**WHAT IS EXPECTED**
Collect every line in the items below that contains the string "player", and copy each such line in full.

— start RECORDS PROVIDED —

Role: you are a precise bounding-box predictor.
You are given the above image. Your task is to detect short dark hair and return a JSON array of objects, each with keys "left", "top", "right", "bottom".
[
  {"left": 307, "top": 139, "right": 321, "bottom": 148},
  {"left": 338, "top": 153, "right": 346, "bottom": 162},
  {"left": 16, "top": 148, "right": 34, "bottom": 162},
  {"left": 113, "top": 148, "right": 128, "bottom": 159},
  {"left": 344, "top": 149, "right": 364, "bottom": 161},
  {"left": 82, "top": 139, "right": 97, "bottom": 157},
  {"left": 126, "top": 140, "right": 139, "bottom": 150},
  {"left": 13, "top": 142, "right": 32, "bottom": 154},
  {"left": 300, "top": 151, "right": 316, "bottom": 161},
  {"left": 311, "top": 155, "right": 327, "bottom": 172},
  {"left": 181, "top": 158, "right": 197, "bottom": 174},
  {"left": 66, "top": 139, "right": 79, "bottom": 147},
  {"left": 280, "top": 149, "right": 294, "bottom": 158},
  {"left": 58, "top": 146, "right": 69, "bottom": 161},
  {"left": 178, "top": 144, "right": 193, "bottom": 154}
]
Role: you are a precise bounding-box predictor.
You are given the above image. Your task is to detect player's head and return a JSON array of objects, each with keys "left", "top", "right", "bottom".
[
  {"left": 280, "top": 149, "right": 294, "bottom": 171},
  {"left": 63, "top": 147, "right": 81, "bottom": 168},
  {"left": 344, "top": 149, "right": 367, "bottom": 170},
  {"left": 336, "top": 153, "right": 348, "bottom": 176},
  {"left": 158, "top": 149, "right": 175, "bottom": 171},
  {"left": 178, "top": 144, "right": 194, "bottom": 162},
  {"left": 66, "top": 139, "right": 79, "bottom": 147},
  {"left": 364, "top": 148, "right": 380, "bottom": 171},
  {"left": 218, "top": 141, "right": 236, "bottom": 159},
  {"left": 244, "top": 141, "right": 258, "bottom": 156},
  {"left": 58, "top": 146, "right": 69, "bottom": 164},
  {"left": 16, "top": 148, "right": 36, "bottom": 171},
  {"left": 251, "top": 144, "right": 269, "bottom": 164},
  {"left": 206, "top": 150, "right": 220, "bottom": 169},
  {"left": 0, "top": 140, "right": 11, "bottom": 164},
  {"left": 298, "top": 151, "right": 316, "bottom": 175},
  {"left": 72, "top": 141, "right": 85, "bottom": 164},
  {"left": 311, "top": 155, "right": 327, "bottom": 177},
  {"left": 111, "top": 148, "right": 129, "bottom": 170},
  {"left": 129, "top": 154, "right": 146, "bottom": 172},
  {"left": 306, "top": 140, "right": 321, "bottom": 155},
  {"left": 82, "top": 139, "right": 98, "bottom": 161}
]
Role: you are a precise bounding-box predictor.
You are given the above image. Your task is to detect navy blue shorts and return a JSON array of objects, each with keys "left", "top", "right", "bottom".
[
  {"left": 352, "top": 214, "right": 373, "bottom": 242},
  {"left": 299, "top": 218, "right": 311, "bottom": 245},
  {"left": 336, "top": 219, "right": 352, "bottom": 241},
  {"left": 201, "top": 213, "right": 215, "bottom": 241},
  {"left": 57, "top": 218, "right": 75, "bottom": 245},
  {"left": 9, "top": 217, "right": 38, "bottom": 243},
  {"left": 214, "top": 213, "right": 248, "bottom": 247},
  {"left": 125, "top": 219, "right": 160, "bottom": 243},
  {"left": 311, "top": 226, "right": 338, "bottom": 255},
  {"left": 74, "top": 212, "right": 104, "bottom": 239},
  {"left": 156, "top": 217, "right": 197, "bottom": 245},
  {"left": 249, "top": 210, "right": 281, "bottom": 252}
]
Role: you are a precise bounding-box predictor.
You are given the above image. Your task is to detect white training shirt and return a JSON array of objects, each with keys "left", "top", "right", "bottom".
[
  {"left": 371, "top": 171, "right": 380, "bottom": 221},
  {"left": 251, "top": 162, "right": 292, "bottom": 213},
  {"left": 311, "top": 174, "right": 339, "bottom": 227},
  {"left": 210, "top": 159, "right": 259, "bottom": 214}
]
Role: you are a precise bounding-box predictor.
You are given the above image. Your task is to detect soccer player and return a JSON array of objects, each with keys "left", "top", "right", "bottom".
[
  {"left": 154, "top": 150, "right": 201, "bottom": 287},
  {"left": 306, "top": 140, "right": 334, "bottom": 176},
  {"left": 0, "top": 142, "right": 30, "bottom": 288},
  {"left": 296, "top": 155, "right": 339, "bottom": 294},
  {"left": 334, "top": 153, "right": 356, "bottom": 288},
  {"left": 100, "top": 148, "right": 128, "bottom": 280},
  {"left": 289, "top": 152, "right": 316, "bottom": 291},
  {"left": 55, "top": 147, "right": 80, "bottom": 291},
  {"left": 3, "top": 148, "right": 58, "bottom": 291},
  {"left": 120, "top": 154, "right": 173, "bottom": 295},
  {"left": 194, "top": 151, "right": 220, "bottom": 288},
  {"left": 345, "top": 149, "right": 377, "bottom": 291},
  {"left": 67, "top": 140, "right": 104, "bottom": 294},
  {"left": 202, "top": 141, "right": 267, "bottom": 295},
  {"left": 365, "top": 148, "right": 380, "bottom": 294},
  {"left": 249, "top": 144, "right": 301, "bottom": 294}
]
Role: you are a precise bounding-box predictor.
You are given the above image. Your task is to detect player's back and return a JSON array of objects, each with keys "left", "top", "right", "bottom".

— end RECORDS PROVIDED —

**RESPONSE TO THIS TASK**
You are given the above image. Your task is to detect player's head and return a JSON array of objects, each with keys "left", "top", "right", "bottom".
You are given the above image. Your task is to detect soccer player and return a JSON array of objects, each with keys "left", "top", "right", "bottom".
You are given the above image. Your task is to detect player's back and return a JSON array of objects, each with keys "left", "top", "right", "bottom".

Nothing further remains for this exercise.